I feel like solution 2 is a python wrapper for Hadoop client, while solution 1 is a pure java solution, right? I feel like solution 1 could be more generic, what do you think?

According to my understanding and research, solution 2 reuses the capabilities of PyArrow.HadoopFileSystem, and its calling process is PyArrow.HadoopFileSystem -> libhdfs.so -> GVFS. In solution 1, I think that what we need to do is another FileSystem similar to PyArrow.HadoopFileSystem, such as PyArrow.GravitinoFileSystem. If we need to access HDFS in PyArrow.GravitinoFileSystem, we still need the Hadoop environment in the Python environment. So we still need to go through the process of PyArrow.GravitinoFileSystem -> libhdfs.so -> GVFS.

xloya avatar May 21 '24 10:05 xloya

I feel like solution 2 is a python wrapper for Hadoop client, while solution 1 is a pure java solution, right? I feel like solution 1 could be more generic, what do you think?

According to my understanding and research, solution 2 reuses the capabilities of PyArrow.HadoopFileSystem, and its calling process is PyArrow.HadoopFileSystem -> libhdfs.so -> GVFS. In solution 1, I think that what we need to do is another FileSystem similar to PyArrow.HadoopFileSystem, such as PyArrow.GravitinoFileSystem. If we need to access HDFS in PyArrow.GravitinoFileSystem, we still need the Hadoop environment in the Python environment. So we still need to go through the process of PyArrow.GravitinoFileSystem -> libhdfs.so -> GVFS.

@xloya Yes. In solution 1, the object storage such s3 will use the PyArrow.S3Filesystem not the PyArrow.HadoopFilesystem. I think it's more native, it will not need the Hadoop configuration. Considering the cloud-native environment, I think Solution 1 may be better.

coolderli avatar May 21 '24 10:05 coolderli

I also think the Solution 1 is better, the Hadoop configuration is redundant for the case if we only need other storage like S3, and it depends on the Hadoop Native Libraries (a.k.a. libhdfs.so), which are needed to build from source and manually configure everything related to generated libhdfs.so, I think it's not user-friendly for non-HDFS users.

noidname01 avatar May 21 '24 13:05 noidname01

@noidname01 Hi, we had a brief discussion on this issue with @jerryshao yesterday, and we agreed with solution 1. We can directly connect to storage SDKs such as S3 / OSS through this solution, but I think HDFS also needs support. So I will investigate the feasibility of solution 1 firstly. If you are interested, please participate in the subsequent design and development. Thanks!

xloya avatar May 22 '24 04:05 xloya

@xloya Sounds great, I'm in👍

noidname01 avatar May 22 '24 04:05 noidname01

@jerryshao @noidname01 @coolderli Hi, I have opened a draft PR(#3528, the code is not complete yet) for this. I will implement GVFS based on fsspec interfaces, some popular cloud storages or companies also choose this solution. And I will only support HDFS firstly, and improve it to support more storages and auth types in the next sub-tasks(@noidname01 You could participate in these sub-tasks). Do you have any additional feedback on this?

STATED GOAL ::
Condense the paragraph in the forum thread that begins "I also think the Solution 1 is better" into a short bulleted list that keeps its main points.

SUPPLIED DATA ::
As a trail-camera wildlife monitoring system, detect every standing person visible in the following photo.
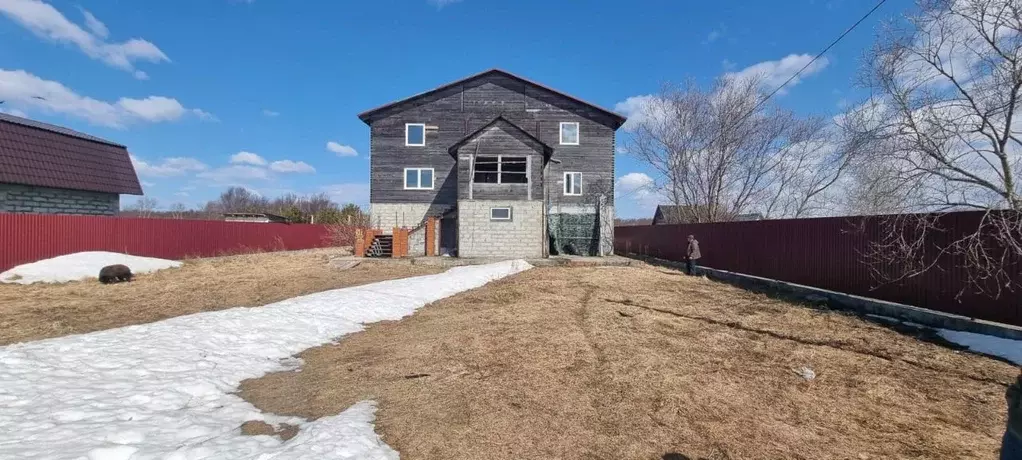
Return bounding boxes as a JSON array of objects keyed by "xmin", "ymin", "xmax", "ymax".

WRITTEN RESPONSE ::
- Solution 1 is the better choice.
- The Hadoop configuration is redundant when only other storage, such as S3, is needed.
- That setup also depends on the Hadoop Native Libraries (libhdfs.so). These must be built from source, and everything related to the generated libhdfs.so must be configured manually.
- This is not user-friendly for non-HDFS users.